Avoiding the Lambda Doom Loop

Heads up serverless developers! A recent change in the Lambda sandbox environment changes how timeouts are handled, potentially causing your function to enter a permanent doom loop. This post will explain the change, how to spot it, and how to avoid the doom loop.

October 3, 2024

There have been a number of recent changes in the Lambda sandbox environment, mostly transparent ones like changing the Runtime API IP address and port to a link-local IP. But recently I noticed a change in how Lambda handles function crashes and re-initialization, and after confirming this behavior with the Lambda team I wanted to take some time to help explain how it works now and why.

In a previous post I’ve demonstrated how not all cold starts are identical. Specifically, cold starts after a runtime crash, function timeout, or out-of-memory error cause the Lambda function to re-initialize and cause a mini cold start, which AWS calls a suppressed init. It’s this case that we’re going to focus on today. As of October 4th, 2024 this is now documented on AWS as well.

If your Lambda functions have an especially short timeout configuration, you’ll want to pay close attention.

Background

AWS Lambda Functions permit up to 10 seconds for the function code to initialize. Previously we’ve exploited this fact to uncover how AWS pre-warms your function in my post about Proactive Initialization, but it’s important to note that historically, this ten-second init duration is evaluated separately from the configured function timeout.
::::::
*STATED EXERCISE A*
Please gather every line of the entries below that contains the word "item" and copy each one.
::::::
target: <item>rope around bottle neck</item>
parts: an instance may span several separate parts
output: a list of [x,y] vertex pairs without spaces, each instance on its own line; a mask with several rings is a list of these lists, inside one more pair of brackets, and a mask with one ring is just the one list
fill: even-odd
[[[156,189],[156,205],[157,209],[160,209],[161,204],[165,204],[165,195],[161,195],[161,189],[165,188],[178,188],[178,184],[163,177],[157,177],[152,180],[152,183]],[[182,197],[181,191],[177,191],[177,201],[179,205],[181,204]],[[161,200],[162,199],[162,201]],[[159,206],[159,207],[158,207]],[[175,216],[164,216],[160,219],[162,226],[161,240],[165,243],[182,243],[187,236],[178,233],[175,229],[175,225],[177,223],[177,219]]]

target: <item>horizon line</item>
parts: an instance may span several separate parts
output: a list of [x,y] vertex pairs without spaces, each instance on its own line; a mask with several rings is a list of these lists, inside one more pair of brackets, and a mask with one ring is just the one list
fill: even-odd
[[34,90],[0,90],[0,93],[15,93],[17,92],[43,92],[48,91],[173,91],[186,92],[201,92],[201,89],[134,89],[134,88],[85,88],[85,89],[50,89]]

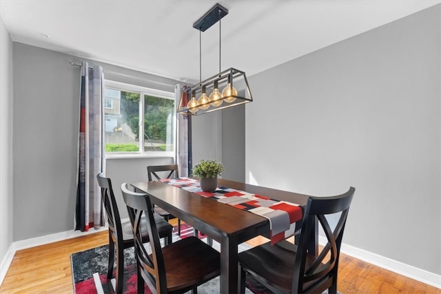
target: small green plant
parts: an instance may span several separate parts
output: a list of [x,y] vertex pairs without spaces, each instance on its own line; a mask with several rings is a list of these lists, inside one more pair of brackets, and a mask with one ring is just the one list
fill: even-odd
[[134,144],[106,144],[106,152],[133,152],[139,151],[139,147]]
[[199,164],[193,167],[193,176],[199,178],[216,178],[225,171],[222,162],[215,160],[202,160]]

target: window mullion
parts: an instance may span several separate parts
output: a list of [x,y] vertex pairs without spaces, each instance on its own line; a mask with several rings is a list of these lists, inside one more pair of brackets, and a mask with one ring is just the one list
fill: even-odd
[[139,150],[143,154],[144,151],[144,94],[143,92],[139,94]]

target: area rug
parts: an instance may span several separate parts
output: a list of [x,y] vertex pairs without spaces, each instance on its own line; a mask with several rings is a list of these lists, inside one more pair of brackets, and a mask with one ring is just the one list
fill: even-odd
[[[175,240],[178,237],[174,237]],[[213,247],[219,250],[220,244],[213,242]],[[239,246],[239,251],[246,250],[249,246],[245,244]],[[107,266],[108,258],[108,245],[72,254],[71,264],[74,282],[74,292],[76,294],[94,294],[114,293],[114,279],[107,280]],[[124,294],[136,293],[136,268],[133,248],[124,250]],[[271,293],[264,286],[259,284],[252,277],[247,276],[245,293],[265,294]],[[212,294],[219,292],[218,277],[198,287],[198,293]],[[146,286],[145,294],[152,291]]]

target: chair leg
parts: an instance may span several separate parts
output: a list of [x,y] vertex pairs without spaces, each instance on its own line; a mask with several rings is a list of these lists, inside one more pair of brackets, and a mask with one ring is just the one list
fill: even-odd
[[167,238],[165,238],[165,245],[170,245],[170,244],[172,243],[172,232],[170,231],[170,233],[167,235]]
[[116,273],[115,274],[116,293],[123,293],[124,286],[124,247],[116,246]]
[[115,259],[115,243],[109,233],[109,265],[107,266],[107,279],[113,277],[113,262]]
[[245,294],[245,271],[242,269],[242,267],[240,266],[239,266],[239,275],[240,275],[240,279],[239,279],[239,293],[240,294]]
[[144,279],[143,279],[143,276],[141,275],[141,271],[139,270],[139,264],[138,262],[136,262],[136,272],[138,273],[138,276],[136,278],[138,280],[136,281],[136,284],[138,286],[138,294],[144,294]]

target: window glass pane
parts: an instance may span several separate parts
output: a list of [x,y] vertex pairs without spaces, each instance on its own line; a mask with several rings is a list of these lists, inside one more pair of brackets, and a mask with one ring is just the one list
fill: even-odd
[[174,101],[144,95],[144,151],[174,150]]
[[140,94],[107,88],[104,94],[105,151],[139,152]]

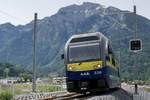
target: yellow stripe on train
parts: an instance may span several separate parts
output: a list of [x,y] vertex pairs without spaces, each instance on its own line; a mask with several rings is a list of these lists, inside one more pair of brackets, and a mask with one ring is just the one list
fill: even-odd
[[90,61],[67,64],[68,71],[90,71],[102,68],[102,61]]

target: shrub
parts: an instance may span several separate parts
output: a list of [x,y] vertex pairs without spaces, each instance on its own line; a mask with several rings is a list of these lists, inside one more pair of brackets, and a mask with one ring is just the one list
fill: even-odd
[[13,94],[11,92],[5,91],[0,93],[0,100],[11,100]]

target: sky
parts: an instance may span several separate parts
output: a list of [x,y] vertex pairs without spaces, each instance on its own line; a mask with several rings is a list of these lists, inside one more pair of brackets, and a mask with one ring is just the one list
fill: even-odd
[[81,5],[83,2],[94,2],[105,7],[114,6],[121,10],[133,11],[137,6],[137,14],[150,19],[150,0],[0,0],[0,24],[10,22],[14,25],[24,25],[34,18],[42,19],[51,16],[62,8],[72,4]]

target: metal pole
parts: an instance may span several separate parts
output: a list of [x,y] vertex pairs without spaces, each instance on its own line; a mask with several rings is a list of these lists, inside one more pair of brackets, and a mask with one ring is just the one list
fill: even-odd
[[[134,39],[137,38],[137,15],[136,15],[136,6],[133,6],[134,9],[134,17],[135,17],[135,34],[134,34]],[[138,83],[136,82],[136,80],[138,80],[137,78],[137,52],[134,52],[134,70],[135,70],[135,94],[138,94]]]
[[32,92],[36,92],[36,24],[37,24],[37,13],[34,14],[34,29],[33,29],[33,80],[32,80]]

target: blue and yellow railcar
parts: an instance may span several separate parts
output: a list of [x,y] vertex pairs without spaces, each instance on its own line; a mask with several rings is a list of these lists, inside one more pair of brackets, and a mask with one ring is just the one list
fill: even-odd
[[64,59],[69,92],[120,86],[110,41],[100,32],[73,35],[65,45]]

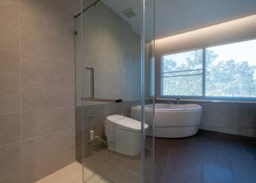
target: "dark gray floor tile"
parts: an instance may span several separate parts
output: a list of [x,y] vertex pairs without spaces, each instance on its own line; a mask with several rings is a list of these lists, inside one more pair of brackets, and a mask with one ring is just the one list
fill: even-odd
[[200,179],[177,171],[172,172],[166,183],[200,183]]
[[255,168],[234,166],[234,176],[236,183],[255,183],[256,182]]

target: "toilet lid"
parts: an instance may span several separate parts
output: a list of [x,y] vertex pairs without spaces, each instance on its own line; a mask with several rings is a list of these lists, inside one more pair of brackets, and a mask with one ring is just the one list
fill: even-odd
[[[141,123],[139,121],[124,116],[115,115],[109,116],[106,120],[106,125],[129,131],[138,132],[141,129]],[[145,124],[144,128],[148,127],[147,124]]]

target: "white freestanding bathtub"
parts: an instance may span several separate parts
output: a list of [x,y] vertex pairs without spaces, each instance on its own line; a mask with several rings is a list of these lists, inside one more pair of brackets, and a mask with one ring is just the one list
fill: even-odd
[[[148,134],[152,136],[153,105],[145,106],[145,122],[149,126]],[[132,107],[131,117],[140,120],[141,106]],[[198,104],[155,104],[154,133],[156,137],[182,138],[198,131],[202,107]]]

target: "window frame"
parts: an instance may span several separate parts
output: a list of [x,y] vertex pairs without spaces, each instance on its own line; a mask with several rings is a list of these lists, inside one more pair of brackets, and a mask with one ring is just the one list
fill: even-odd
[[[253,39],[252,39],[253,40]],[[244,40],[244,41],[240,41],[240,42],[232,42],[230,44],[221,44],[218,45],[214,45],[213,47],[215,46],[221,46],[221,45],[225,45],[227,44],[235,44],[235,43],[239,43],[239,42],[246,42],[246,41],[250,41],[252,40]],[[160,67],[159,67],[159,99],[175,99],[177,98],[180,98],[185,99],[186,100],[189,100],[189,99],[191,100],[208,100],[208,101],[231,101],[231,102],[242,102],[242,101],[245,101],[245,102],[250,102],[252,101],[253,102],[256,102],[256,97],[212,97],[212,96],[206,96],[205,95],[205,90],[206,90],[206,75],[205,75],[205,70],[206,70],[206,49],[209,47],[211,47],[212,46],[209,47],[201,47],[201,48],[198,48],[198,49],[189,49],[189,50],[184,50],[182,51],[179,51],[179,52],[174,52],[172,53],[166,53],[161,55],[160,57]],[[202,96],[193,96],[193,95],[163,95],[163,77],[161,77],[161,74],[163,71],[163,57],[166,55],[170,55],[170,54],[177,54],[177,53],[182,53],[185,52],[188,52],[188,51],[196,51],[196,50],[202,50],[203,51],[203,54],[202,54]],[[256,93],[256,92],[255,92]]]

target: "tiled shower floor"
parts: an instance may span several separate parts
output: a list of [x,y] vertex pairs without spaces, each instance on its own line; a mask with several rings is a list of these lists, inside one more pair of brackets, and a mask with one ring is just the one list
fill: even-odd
::::::
*STATED EXERCISE B*
Pick up the post on the Lambda doom loop where it stops and continue it.

*TASK RESULT A*
target: <item>rope around bottle neck</item>
target: <item>horizon line</item>

*TASK RESULT B*
Today? Apart from the first initialization of a sandbox, re-initialization time for suppressed initializations is counted against the overall function timeout. This may seem myopic, but it can cause a serious downside and outage for your function.

Before your eyes glaze over, let me explain.

Example

Let’s consider a Lambda function serving an API with a 3 second timeout configured. Imagine that the function also requires a database connection along with some credential fetching, so the cold start time is approximately 3 seconds. Today your Lambda function will still initialize successfully after those 3 seconds and go on to serve many other serial Lambda invocations with no issues.

But now imagine that function crashes on the next invocation. Maybe it times out, or runs out of memory.

When Lambda re-initializes your function under a suppressed init, it won’t complete re-initialization before the timeout arrives, and it’s now permanently stuck in a retry loop. Function invocations will fail until Lambda decides to kill the sandbox and start a new one.

Reproducing the issue

This one is super easy to reproduce. You can pull down this repo, but the logic is simple:

async function delay(millis) {
  return new Promise((resolve) => {
    setTimeout(resolve, millis);
  });
}
// Simulate a longer init duration
await delay(3000);
console.log('init done');
export async function hello(event) {
  if (event.queryStringParameters && event.queryStringParameters.crash) {
    // simulate timeout
    // After this the function will no longer run, permanently
    await delay(5000);
  }

  return {
    statusCode: 200,
    body: JSON.stringify({message: 'Hello from Lambda!'})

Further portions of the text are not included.